[[ Document section, beginning ]]
What emerges from this discovery is a reminder that the universe contains configurations of matter that Earth-bound intuition struggles to accommodate. Two Jupiter-sized worlds, lighter than candy, dancing in gravitational resonance around a distant star—this is not the solar system we inhabit, but it is real, and it is waiting to teach us something fundamental about how planets form.
Citas Notables
Only a handful of these super-puffy planets are known, and it is even rarer to find two in the same system. Their extremely low densities make them fascinating targets for understanding how planetary systems form and evolve.— Dr. George Dransfield, University of Oxford
This system offers a unique laboratory for understanding how super-puff planets form and evolve. We propose to carry out space-based observations using the James Webb Space Telescope to assess if the puffy atmosphere contains carbon-, nitrogen-, and oxygen-bearing species.— Professor Amaury Triaud, University of Birmingham
La Conversación del Hearth Otra perspectiva de la historia
Why does it matter that we found two of these super-puff planets together rather than just one?
Because when you find two rare things in the same place, you stop thinking of them as flukes. It suggests there's a mechanism that produces them. One super-puff planet could be an accident. Two in the same system, locked in gravitational resonance, tells you something about how planetary systems actually work.
The cotton candy comparison—is that just for effect, or does it actually help us understand something?
It's both. Density is abstract. But when you say a Jupiter-sized world is lighter than spun sugar, suddenly the absurdity becomes concrete. It forces you to confront that size and mass are not the same thing. These planets are enormous but almost entirely atmosphere.
How did citizen scientists find these planets if they're so far away?
[[ Document section, end ]]
Work task 1 -
Could you retype the stretch from "What emerges from" through "how planets form." in the super-puff planets piece?
Work task 2 -
How would the super-puff planets piece go on? Write its continuation, starting right after its last sentence.
[[ Dataset content, beginning ]]
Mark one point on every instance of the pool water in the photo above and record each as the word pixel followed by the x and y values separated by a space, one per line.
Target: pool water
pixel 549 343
[[ Dataset content, end ]]
Answer space 1 -
What emerges from this discovery is a reminder that the universe contains configurations of matter that Earth-bound intuition struggles to accommodate. Two Jupiter-sized worlds, lighter than candy, dancing in gravitational resonance around a distant star—this is not the solar system we inhabit, but it is real, and it is waiting to teach us something fundamental about how planets form.

Answer space 2 -
They didn't observe them directly. They looked at data from a space telescope—TESS—that measures tiny dips in starlight when planets pass in front of their stars. Millions of those dips exist in the data. Humans are still better at spotting patterns that algorithms might miss, so volunteers scanned the observations and flagged candidates. Professionals then spent years confirming what the volunteers found.
Antarctica seems like an odd place to study distant planets.
It's actually ideal for this work. You get months of continuous darkness, which means you can watch a single transit for 11 hours straight without the sun interrupting. That long, unbroken observation is what allowed researchers to measure the planets' masses precisely. You can't get that anywhere else on Earth.
What's the 5:3 resonance really telling us?
It's a gravitational fingerprint. When two planets form together and migrate through a disk, they can get locked into these orbital ratios. The fact that TOI-791 b and c are in 5:3 resonance suggests they've been together since birth, that they formed from the same material and have been gravitationally bound ever since.
So what's the next step?
James Webb will look at the atmosphere itself—what molecules are in it. That will tell us whether these planets formed close to their star or far away, and whether they migrated. The composition is the story of their origin.